Stored data entries:
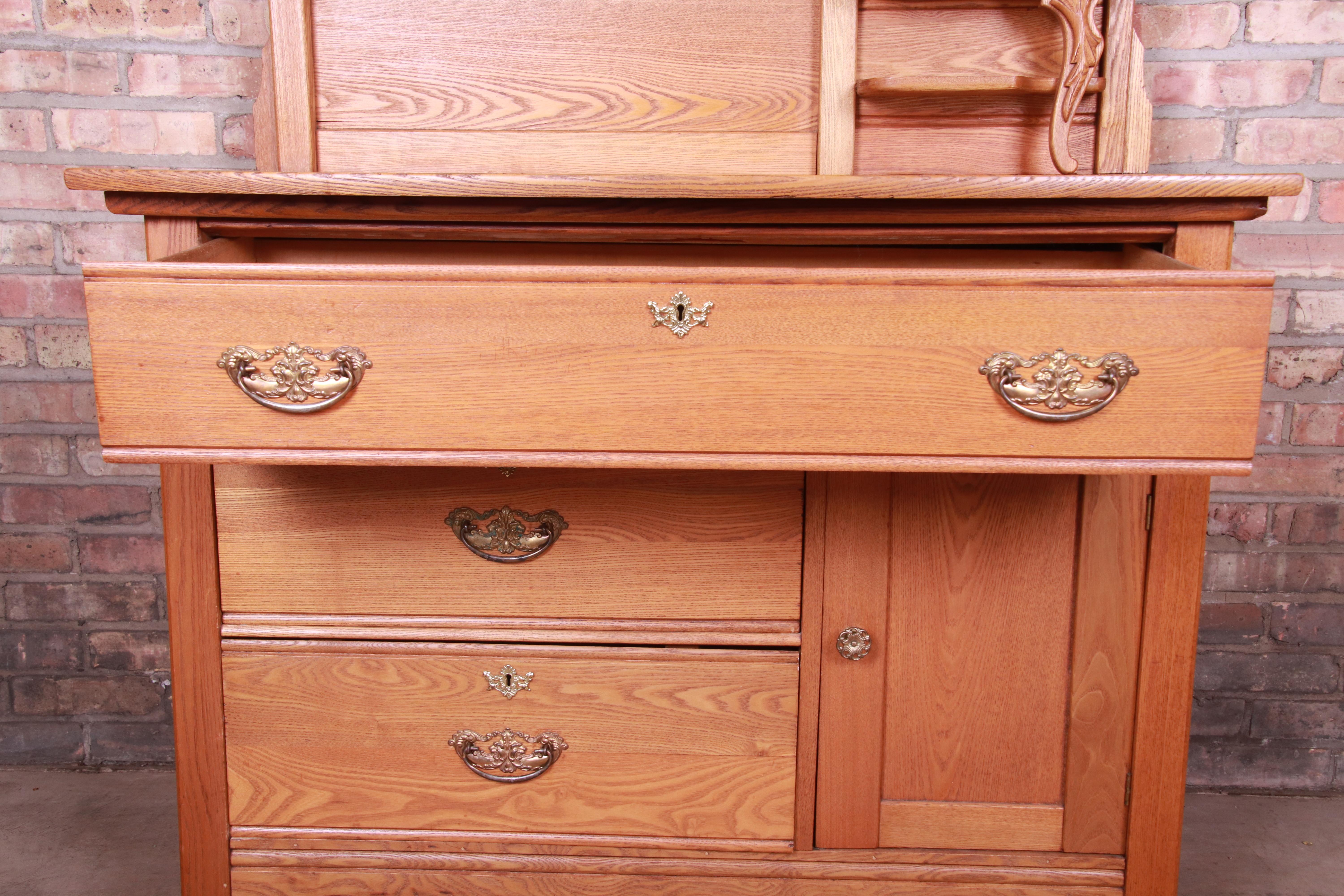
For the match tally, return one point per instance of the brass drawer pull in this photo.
(1058, 383)
(509, 754)
(295, 378)
(506, 539)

WHAT YOU NEED TO DO:
Word for word, return the records shown above without their pictures.

SOLUTION:
For the match tally, return one point per instance of the brass drawer pull in this photo.
(1058, 383)
(509, 754)
(295, 378)
(506, 539)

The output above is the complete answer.